### Exercise task
Return each line of the listing below that contains the string "suit". Case counts.

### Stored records
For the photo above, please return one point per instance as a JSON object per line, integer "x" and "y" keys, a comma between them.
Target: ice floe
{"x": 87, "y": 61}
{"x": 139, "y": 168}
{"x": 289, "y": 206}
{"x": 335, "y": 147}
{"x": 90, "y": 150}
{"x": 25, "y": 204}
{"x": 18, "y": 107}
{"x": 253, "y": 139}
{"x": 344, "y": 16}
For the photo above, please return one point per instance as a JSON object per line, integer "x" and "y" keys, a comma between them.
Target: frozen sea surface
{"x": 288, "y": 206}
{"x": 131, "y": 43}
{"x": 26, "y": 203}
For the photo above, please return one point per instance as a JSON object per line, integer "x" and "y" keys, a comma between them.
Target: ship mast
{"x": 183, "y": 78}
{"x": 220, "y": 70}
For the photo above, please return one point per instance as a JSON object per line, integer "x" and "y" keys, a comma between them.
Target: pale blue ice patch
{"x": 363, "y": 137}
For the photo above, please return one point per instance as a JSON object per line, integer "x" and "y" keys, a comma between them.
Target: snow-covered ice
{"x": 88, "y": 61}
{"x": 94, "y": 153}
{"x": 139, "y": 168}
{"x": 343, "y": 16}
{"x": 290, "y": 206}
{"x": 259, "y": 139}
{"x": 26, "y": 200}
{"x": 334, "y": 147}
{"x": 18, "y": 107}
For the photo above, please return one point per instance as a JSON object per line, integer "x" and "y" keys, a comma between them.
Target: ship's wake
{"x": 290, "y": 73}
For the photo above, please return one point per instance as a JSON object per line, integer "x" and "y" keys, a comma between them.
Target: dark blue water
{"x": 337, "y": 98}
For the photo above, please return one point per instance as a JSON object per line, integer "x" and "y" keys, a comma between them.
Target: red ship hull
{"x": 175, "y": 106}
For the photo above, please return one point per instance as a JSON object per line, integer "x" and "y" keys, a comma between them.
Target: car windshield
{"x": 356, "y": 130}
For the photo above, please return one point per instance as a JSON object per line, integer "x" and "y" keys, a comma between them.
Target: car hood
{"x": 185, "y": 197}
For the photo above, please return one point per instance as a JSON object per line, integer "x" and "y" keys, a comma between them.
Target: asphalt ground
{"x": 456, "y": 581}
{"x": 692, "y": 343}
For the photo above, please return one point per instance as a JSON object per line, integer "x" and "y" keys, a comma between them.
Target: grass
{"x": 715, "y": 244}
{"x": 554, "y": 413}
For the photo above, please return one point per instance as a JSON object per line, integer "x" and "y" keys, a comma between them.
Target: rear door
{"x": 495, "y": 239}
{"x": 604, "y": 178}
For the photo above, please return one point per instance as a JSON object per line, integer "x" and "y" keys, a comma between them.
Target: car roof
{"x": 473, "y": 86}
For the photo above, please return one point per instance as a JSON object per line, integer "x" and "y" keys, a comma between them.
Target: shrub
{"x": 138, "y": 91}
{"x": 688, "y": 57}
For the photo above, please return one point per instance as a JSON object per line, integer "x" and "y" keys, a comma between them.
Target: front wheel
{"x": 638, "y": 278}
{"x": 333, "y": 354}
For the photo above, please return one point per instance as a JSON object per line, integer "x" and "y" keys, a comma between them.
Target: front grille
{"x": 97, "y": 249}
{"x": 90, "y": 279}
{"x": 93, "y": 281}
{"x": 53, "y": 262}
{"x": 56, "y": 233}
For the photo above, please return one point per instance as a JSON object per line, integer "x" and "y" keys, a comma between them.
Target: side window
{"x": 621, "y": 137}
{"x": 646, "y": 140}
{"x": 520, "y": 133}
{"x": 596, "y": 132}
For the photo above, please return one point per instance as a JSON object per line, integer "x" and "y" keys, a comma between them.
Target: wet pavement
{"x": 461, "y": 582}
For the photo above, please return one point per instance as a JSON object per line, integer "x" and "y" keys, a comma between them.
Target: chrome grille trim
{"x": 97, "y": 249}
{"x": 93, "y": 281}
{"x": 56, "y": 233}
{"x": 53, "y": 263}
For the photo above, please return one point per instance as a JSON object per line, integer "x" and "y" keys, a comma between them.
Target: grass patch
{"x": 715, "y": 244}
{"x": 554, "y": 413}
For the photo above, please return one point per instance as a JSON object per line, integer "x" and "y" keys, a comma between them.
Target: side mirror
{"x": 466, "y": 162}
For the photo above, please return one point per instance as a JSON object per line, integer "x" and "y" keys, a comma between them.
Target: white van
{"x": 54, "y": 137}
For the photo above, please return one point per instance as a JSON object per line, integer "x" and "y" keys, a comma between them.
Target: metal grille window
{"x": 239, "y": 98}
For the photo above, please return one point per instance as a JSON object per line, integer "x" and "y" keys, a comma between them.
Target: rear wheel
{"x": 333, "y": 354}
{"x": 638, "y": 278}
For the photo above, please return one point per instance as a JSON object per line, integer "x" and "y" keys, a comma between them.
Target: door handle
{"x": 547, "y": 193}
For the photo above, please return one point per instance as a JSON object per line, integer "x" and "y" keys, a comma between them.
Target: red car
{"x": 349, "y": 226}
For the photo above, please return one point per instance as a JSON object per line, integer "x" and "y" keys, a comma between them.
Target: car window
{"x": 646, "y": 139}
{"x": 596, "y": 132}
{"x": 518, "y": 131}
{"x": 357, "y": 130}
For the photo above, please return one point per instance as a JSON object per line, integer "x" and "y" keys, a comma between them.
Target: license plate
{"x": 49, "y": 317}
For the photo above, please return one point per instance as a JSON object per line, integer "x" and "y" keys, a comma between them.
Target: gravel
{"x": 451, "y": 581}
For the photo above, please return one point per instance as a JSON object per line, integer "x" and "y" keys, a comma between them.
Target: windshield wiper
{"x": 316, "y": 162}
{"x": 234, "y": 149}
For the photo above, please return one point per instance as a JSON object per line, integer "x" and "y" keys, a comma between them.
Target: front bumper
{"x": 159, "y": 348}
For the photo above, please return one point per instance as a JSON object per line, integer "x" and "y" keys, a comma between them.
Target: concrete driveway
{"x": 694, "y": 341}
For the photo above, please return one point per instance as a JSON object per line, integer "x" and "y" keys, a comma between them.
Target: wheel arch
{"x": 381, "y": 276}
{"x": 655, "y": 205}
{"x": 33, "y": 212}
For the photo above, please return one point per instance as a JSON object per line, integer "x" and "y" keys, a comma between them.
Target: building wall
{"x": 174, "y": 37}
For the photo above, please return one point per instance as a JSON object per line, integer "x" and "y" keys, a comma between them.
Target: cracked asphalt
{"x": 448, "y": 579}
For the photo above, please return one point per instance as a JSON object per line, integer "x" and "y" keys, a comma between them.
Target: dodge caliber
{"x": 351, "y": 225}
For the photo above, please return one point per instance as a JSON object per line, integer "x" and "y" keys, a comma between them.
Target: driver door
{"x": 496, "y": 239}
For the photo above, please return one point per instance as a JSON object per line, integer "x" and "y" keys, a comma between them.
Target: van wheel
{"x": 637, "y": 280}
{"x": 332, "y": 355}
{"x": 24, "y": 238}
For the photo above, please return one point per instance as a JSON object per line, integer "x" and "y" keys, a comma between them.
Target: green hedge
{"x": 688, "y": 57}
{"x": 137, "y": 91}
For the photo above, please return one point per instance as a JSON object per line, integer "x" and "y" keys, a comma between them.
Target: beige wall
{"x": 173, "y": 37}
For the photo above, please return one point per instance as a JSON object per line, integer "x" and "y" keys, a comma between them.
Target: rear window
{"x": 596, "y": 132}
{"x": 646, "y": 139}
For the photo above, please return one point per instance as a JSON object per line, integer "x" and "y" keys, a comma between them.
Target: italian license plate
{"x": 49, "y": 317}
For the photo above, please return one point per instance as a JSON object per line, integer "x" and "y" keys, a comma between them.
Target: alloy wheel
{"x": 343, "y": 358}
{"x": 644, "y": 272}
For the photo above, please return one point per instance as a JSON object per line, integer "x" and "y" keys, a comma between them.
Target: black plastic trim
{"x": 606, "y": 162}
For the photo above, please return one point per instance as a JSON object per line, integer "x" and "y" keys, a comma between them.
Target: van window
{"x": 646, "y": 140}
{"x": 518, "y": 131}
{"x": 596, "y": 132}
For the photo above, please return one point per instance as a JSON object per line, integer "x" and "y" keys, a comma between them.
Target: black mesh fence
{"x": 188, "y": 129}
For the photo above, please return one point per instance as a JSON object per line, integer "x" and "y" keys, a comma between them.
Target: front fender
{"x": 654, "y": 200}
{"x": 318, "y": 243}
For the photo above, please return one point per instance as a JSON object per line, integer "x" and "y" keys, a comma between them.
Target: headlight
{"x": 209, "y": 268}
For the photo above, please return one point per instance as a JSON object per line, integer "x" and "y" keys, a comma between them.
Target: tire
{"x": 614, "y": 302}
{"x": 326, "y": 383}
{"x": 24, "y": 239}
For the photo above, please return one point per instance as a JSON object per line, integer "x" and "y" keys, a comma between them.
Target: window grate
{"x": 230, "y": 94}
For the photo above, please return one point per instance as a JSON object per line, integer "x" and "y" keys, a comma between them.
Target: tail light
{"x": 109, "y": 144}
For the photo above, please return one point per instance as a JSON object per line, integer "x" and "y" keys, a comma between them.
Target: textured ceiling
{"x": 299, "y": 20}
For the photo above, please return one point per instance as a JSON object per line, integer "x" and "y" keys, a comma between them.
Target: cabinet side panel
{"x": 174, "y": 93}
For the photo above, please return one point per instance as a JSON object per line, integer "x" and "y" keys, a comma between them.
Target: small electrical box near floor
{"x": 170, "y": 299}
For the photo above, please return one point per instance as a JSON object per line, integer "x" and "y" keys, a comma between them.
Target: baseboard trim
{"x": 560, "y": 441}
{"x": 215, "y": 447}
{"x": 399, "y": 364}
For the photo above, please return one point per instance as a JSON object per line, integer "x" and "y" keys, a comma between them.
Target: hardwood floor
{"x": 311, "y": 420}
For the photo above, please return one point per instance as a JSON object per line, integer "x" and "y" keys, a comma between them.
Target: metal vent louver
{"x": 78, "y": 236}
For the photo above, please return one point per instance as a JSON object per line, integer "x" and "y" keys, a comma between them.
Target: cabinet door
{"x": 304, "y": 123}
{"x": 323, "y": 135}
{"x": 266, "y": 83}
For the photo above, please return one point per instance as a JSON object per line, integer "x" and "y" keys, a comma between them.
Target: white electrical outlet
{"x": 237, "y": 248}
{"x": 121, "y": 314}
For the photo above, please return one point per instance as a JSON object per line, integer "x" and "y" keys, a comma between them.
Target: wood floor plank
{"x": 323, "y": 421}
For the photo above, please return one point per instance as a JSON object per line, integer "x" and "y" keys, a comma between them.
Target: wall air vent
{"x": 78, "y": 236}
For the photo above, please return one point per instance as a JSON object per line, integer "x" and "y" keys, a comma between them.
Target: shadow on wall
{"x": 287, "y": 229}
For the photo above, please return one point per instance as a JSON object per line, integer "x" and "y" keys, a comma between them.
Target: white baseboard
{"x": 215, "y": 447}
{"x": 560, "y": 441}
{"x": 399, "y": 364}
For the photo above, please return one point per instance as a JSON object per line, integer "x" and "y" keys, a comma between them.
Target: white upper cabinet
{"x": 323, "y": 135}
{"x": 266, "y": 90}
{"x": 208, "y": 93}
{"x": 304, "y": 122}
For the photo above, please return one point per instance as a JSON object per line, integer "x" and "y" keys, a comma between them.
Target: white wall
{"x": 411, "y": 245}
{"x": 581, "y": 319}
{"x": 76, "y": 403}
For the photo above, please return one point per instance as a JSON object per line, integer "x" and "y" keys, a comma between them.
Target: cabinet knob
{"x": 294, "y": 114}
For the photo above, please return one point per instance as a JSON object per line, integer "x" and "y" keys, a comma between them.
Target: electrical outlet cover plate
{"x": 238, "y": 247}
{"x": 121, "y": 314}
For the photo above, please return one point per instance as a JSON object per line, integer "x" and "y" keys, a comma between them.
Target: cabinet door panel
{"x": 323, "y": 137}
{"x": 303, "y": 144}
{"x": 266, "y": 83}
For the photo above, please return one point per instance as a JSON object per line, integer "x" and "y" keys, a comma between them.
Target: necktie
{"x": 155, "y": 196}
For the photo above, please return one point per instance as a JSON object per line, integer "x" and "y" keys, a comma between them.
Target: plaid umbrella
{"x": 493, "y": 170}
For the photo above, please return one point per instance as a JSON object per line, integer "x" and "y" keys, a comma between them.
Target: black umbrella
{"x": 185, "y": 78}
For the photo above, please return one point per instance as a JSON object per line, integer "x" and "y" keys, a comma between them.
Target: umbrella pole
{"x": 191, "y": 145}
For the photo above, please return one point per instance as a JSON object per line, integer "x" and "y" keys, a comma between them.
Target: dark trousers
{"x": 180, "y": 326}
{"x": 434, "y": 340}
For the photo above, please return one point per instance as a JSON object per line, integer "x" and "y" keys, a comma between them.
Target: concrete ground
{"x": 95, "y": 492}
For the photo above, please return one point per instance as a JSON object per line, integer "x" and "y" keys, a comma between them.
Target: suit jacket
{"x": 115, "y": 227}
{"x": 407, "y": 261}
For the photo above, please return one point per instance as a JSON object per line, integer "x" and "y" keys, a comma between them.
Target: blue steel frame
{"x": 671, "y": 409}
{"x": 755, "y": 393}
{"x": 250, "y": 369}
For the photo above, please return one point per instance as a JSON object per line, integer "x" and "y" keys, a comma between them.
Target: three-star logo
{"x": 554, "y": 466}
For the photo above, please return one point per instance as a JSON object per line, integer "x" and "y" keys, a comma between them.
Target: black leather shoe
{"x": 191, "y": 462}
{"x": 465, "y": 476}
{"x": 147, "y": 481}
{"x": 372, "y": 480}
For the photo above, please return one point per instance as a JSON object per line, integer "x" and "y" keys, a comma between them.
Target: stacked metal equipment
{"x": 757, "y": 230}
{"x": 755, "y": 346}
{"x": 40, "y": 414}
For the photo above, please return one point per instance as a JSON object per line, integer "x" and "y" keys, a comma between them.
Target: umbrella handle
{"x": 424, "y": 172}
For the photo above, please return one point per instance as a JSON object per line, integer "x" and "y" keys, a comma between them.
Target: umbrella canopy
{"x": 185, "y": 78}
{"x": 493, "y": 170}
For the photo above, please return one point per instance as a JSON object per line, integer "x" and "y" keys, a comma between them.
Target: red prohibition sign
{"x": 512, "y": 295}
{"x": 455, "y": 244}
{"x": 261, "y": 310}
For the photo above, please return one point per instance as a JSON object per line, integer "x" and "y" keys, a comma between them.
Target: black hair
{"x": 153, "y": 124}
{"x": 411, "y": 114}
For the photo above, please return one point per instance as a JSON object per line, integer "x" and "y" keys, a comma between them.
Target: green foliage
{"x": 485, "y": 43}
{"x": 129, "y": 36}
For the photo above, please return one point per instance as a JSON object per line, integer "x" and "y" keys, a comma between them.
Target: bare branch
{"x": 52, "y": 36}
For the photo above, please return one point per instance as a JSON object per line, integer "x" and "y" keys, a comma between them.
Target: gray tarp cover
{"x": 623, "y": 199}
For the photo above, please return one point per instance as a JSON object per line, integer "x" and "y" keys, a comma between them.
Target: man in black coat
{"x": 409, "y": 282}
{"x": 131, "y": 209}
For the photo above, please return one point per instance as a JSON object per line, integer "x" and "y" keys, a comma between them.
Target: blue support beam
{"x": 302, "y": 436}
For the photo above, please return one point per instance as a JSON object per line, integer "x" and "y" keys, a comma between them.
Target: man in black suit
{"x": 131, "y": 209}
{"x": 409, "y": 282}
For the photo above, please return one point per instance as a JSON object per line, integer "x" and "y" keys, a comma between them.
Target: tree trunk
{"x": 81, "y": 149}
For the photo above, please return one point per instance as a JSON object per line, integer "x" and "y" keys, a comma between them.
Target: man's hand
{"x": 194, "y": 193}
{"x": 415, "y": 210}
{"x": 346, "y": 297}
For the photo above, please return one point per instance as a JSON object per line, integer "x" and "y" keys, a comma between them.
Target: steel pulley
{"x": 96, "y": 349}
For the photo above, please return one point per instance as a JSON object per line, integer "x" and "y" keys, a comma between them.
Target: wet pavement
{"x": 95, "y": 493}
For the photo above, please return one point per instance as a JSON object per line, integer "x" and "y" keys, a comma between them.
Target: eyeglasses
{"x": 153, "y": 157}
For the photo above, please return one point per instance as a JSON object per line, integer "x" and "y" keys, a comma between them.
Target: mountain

### Complete answer
Target: suit jacket
Target: man in black suit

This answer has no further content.